• **THE TASK**
Which lines in the entries below contain the word "field"? Copy each of them.

Coordinate annotation entries:
/---

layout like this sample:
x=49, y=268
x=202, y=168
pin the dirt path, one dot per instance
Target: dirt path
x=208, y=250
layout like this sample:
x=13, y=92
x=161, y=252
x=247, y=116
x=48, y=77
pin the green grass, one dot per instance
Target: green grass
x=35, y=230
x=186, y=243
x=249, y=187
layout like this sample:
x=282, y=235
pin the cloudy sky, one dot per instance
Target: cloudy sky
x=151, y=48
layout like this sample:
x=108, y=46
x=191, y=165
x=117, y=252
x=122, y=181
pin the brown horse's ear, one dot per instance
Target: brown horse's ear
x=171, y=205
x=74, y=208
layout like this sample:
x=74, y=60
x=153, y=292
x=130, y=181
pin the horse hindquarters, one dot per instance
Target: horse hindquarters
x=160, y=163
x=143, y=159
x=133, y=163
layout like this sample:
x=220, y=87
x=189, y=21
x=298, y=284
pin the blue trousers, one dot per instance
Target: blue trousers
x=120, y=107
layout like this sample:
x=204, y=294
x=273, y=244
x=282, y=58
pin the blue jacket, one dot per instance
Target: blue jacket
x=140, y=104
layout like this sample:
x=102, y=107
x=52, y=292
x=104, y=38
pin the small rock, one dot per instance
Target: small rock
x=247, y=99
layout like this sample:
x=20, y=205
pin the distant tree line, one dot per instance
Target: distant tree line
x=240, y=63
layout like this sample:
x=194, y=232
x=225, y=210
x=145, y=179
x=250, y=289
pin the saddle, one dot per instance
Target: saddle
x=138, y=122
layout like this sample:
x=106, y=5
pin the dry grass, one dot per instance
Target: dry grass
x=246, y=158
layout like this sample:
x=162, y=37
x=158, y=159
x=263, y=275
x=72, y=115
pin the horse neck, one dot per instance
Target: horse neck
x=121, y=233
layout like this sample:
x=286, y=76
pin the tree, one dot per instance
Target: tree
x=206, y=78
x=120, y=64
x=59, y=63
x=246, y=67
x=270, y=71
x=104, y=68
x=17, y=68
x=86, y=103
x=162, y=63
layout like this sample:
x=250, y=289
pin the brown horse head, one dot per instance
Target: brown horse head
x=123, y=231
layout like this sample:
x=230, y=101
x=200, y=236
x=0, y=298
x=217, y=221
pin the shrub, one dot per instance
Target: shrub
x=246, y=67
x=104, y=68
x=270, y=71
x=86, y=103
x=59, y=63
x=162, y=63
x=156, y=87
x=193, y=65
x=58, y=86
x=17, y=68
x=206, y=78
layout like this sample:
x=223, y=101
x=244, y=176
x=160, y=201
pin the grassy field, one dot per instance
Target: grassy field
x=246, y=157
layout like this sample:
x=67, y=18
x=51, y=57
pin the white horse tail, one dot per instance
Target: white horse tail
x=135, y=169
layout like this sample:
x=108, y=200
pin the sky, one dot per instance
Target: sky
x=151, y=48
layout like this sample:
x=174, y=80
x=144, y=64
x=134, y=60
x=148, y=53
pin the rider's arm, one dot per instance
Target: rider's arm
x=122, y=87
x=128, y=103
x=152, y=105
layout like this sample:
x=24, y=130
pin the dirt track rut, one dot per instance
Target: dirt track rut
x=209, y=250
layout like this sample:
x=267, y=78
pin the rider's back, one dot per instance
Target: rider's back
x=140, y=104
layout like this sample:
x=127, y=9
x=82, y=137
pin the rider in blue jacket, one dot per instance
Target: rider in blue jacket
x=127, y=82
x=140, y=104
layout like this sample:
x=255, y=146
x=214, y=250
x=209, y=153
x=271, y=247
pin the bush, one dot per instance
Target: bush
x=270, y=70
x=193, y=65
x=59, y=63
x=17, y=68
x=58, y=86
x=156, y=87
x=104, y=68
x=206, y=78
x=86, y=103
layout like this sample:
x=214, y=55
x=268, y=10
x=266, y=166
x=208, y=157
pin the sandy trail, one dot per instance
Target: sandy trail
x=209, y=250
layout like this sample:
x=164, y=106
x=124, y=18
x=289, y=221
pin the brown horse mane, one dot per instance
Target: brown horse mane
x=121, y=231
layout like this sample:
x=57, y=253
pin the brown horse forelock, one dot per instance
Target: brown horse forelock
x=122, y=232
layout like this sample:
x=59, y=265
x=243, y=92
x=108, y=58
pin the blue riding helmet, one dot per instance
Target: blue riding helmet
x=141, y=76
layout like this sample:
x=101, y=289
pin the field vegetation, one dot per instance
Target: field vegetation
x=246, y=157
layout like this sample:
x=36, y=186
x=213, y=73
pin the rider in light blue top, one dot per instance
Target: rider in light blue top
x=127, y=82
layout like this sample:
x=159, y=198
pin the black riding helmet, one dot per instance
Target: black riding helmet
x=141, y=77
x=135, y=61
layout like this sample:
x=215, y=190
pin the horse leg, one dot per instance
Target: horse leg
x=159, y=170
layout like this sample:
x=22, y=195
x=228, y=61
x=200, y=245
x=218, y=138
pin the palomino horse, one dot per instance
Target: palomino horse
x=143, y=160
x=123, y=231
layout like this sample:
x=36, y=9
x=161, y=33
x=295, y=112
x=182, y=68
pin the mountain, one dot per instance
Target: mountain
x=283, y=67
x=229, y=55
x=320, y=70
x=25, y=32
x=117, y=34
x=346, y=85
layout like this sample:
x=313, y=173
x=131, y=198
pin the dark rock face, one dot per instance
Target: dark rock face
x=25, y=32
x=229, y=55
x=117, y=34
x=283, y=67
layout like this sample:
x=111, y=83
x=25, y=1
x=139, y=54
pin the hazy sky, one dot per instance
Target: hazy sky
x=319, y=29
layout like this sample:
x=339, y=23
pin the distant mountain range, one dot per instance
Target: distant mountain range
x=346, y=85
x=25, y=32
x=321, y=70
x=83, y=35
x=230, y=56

\---

• **SOLUTION**
pin the grassy field, one dot per instance
Target: grassy field
pin the field vegetation, one dot per instance
Target: field vegetation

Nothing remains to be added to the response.